• **Given request 1**
Answer these questions from the lecture excerpt:
(a) With what does man unite himself when he feels what happened on earth as part of his own being?
(b) As if through which organ is the creation formed by the chalk heard and felt?
(c) In what form do the world-happenings reveal themselves?
• **Given request 2**
Transcribe the part of the lecture excerpt that starts with "In actual fact" and goes on through "and weaves world-happenings.".

• **Document**
┄┄┄┄┄┄
I also said that when man unites himself with the metals
of the earth, then he feels everything which then happened as part of
his own being; it is like a memory which rises within him. As regards
this stage of evolution he does not feel himself as a tiny man
enclosed in a skin; he feels himself as embracing the whole
earth-planet. To express this in a somewhat grotesque way I should
say: Man feels essentially his head as encompassing the whole
earth-planet.
The processes which I pictured in the last lecture man
feels as taking place within himself. But how does he feel this
within him? All that I have pictured to you as the rising of the
chalk, the union of this chalk with the coagulated albumen, again its
descent and the drawing down with it the animals to the earth, is so
experienced by man that he hears it. He experiences it inwardly. Only
you must conceive of it as inner experience. He hears it. This
creation which arises when the chalk fills out the coagulated albumen
and makes it gristly and bony — that which is thus formed is
something heard and felt as if through the ear. The mystery of the
world is heard.
In actual fact man experiences in memory, through the
memory produced by the metals, the past of the earth, as though one
heard resounding what I have described and in this resounding there
lives and weaves world-happenings.
What is it then that man hears? These world-happenings,
in what form do they reveal themselves? They reveal themselves as the
Word of the cosmos, as the Logos. The Logos sounds forth, the
macrocosmic Word in this rising and falling of the chalk. And when
man is able to hear this speech within him he perceives something
else besides. The following becomes actually possible.
┄┄┄┄┄┄
• **Entries**
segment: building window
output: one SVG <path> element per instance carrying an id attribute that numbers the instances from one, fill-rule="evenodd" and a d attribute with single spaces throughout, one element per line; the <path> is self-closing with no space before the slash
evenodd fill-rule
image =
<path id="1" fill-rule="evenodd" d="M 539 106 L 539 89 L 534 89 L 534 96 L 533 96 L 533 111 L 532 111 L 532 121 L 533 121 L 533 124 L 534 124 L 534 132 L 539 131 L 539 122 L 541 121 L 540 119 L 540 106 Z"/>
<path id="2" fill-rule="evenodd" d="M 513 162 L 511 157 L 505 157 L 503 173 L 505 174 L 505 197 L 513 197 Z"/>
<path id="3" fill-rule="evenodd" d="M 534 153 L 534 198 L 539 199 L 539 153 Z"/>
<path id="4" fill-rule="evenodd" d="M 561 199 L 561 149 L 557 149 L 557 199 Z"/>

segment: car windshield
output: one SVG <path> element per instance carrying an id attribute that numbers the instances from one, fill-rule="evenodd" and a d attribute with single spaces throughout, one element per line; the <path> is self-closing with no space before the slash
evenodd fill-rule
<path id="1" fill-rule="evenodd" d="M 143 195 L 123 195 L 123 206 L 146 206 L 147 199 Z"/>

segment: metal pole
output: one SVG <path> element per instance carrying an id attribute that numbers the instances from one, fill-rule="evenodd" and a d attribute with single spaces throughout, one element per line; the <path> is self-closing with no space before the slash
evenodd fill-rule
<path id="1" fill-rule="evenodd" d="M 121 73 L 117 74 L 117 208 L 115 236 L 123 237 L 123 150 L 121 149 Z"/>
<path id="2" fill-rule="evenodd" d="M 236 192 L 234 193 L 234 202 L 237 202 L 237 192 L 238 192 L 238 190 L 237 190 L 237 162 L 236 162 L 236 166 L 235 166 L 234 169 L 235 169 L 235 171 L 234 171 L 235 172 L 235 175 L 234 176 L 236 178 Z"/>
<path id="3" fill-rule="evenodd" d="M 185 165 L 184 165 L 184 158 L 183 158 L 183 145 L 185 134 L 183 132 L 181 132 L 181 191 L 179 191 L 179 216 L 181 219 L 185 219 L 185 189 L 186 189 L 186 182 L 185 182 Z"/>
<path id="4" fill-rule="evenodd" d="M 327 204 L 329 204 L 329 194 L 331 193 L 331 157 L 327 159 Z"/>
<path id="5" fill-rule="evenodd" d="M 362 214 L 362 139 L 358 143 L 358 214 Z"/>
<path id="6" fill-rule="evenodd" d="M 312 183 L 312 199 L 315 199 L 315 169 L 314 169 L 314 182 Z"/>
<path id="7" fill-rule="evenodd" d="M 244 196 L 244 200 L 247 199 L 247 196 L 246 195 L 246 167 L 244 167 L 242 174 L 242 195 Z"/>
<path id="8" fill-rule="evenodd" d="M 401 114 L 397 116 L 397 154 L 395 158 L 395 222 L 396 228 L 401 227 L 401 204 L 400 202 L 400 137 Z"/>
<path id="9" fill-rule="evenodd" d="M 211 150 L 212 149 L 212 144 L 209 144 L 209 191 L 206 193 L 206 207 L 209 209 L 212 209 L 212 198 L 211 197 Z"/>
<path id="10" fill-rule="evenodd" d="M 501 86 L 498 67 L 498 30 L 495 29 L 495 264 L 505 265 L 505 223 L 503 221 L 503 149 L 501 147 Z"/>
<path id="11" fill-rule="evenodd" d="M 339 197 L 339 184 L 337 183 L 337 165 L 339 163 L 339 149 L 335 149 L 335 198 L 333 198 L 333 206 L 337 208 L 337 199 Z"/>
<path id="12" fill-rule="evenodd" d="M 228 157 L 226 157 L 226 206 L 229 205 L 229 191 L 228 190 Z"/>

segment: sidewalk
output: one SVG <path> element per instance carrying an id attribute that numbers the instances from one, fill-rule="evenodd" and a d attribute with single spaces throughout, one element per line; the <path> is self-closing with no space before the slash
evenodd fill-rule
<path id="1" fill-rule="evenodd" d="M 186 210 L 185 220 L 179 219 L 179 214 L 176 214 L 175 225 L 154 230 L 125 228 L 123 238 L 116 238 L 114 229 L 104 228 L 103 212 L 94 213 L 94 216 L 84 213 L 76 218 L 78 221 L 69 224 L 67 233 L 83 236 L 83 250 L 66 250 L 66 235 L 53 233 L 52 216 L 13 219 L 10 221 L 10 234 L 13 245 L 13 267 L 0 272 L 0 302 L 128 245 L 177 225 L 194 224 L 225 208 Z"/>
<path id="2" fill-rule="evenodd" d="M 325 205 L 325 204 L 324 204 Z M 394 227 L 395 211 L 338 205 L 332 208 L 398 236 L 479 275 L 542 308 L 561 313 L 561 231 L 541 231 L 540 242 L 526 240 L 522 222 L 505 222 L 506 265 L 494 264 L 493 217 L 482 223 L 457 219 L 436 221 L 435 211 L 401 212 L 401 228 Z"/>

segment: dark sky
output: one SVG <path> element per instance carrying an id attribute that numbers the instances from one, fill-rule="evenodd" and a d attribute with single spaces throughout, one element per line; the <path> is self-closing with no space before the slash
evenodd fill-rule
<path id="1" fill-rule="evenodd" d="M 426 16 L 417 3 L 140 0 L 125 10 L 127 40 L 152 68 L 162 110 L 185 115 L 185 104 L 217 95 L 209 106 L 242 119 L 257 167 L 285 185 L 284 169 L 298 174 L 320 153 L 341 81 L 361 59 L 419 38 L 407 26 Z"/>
┄┄┄┄┄┄
• **Full response 1**
(a) The metals of the earth.
(b) The ear.
(c) As the Word of the cosmos, the Logos.

• **Full response 2**
In actual fact man experiences in memory, through the
memory produced by the metals, the past of the earth, as though one
heard resounding what I have described and in this resounding there
lives and weaves world-happenings.